* [Written exercise]: Write out the passage of the mailing list post that begins at the words "Re: [DISCUSS] Integrate" and stops after "encouraging) comments.", swapping "useful" for "helpful" throughout.

* [Text to read]:
You are viewing a plain text version of this content. The canonical link for it is here.
Posted to dev@tika.apache.org by Lewis John Mcgibbney <le...@gmail.com> on 2013/11/04 13:32:21 UTC

Re: [DISCUSS] Integrate Apache Any23 into Apache Tika

Hi Folks,

Now that the Any23 0.9.0 release is out of the way. I would like to come
back to this thread. Firstly, thank you for all of the useful (and
encouraging) comments.
As I am subscribed to the dev-digest@tika list I get all replies through in
builk... which in this case has turned out to be quite handy. Ken, Julien
and Chris, please see my replies in line. I've posted them as I received
them within the digest email.
Thanks
Lewis

On Sat, Oct 19, 2013 at 8:31 PM, <de...@tika.apache.org> wrote:

>
> [DISCUSS] Integrate Apache Any23 into Apache Tika
>         10047 by: Lewis John Mcgibbney
>         10048 by: Ken Krugler
>         10049 by: Julien Nioche
>         10050 by: Chris Mattmann
>
>
Hi Ken,


>
> I haven't have much time to look into Any23, which includes reviewing
> Markus's patch for integrating some portions of that into Tika (see
> https://issues.apache.org/jira/browse/TIKA-980)
>
>
Thanks for the pointer. I was not even aware of this patch until you
dropped the link here.

* [Position annotation records]:
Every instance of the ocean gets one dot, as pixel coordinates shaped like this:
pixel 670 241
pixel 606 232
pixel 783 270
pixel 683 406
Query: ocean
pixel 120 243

==

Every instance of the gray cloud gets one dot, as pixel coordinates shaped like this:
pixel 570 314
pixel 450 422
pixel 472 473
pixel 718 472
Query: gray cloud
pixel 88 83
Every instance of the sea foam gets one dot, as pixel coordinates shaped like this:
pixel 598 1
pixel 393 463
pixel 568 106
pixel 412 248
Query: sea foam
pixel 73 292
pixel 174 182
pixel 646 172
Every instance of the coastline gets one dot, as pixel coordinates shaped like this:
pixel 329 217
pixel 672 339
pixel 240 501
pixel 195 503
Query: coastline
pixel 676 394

* [Written reply]:
Re: [DISCUSS] Integrate Apache Any23 into Apache Tika

Hi Folks,

Now that the Any23 0.9.0 release is out of the way. I would like to come
back to this thread. Firstly, thank you for all of the helpful (and
encouraging) comments.